━━ Provided records

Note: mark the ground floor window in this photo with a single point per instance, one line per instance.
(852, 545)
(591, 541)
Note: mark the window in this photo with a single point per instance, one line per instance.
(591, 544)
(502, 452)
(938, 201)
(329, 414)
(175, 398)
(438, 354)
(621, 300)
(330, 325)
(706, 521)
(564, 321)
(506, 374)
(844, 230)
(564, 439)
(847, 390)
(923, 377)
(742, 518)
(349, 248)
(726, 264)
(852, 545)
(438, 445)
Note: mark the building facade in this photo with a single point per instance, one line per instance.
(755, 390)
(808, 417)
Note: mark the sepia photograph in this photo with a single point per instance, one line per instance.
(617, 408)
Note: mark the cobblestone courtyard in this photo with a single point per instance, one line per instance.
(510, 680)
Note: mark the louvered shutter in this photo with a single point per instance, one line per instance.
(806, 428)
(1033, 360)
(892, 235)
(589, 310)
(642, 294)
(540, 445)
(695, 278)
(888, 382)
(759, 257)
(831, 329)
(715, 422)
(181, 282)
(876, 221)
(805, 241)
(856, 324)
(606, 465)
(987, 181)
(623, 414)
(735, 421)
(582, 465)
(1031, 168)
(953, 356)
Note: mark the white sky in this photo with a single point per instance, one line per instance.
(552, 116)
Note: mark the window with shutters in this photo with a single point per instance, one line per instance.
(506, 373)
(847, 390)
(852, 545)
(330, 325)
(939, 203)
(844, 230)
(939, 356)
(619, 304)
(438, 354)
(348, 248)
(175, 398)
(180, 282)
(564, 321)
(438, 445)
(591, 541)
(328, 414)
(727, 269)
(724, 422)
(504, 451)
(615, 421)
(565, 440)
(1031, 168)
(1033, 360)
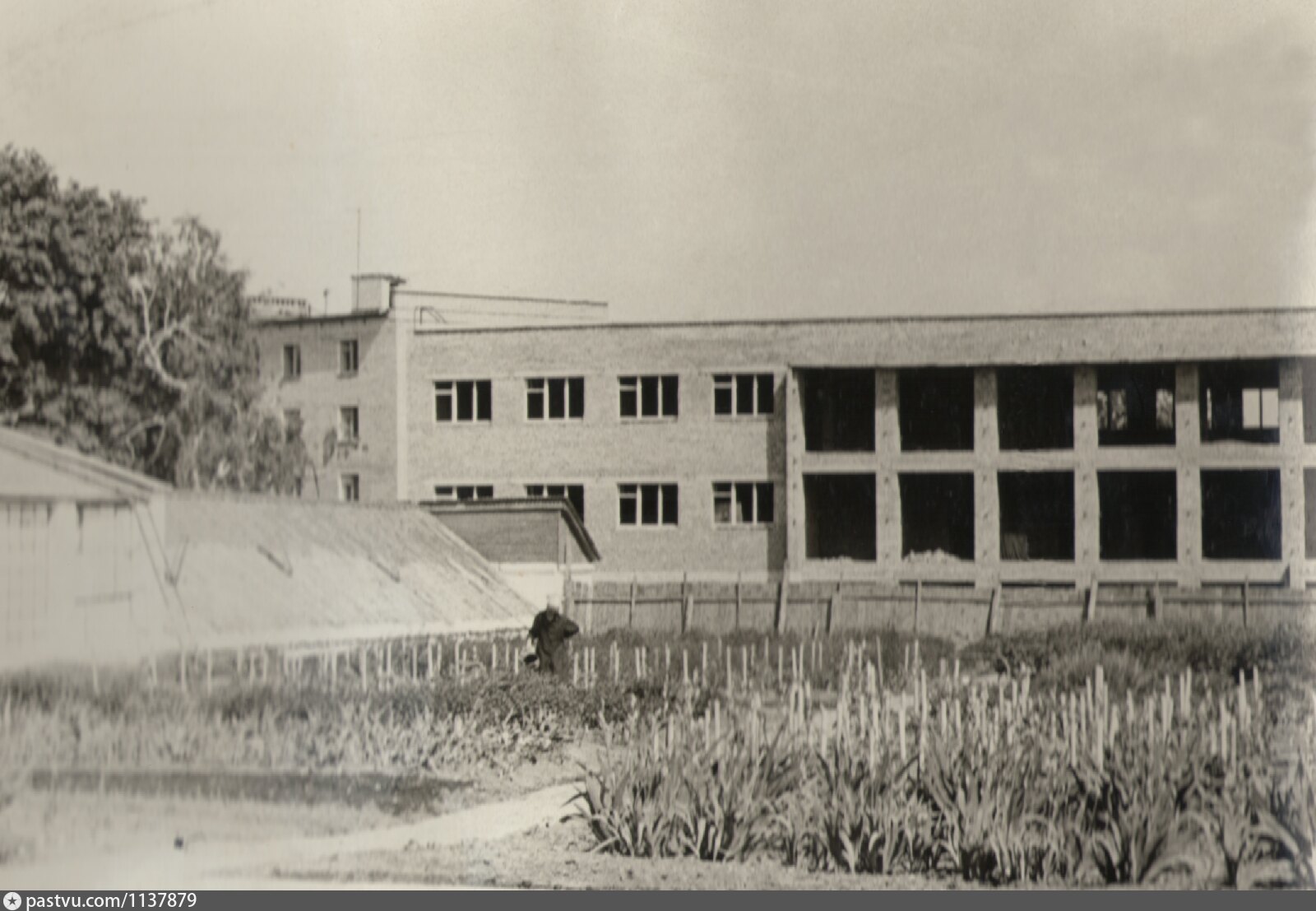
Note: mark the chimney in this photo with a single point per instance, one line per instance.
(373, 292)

━━━━
━━ Provided records

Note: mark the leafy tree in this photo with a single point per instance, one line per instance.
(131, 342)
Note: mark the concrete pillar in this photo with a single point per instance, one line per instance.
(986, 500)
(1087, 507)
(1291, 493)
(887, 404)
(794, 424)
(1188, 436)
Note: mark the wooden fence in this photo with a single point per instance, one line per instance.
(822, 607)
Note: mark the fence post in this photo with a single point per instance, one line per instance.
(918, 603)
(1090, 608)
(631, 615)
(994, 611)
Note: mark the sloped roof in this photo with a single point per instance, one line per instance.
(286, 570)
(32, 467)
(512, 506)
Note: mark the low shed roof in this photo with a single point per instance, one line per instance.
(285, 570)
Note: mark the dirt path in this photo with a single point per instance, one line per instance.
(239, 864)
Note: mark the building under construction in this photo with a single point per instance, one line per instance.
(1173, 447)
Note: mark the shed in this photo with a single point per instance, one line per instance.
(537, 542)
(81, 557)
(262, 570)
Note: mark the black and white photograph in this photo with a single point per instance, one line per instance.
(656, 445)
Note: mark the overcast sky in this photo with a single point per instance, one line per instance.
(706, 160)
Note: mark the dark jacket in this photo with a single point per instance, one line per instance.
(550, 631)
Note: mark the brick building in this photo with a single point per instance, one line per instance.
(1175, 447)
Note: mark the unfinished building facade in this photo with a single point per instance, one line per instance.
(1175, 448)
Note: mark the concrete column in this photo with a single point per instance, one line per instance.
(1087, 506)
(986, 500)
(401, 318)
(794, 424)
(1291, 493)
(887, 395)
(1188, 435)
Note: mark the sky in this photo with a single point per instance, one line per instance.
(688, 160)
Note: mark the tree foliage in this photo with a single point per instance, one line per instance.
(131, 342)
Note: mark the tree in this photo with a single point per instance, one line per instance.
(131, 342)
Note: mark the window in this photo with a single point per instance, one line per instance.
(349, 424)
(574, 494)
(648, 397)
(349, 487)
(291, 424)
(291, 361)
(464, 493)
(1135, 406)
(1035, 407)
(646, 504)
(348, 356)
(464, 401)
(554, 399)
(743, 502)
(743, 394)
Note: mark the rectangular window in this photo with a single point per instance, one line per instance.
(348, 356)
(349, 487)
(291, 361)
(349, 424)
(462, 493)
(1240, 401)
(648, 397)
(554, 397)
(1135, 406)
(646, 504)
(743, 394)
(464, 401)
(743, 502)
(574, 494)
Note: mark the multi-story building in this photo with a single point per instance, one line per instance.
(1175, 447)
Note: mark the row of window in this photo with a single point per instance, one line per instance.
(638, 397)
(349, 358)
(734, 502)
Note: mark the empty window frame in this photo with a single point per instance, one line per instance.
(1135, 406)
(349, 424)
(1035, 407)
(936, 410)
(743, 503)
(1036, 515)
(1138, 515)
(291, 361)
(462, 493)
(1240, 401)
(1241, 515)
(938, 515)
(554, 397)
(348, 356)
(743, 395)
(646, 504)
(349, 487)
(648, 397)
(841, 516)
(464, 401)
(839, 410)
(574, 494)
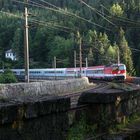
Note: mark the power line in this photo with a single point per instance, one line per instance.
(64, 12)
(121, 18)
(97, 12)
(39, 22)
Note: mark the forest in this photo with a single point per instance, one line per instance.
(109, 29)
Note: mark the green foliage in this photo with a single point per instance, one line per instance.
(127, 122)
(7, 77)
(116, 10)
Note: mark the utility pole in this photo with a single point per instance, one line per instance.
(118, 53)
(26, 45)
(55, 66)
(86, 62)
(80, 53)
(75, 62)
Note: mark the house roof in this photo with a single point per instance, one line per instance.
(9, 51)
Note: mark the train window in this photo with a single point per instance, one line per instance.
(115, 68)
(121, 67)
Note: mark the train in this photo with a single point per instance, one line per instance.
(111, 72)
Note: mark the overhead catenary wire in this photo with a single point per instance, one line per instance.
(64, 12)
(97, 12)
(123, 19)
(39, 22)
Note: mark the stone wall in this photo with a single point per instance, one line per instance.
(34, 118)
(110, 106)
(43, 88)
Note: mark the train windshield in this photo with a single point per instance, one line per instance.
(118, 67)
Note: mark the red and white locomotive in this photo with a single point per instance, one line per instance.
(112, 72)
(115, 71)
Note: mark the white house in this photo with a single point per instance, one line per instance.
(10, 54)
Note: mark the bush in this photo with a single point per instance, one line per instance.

━━━━

# Exercise brief
Count the lines in the rows above that contain the word "tree", with uppercase and lowercase treated as different. Give only the number.

# Expected output
3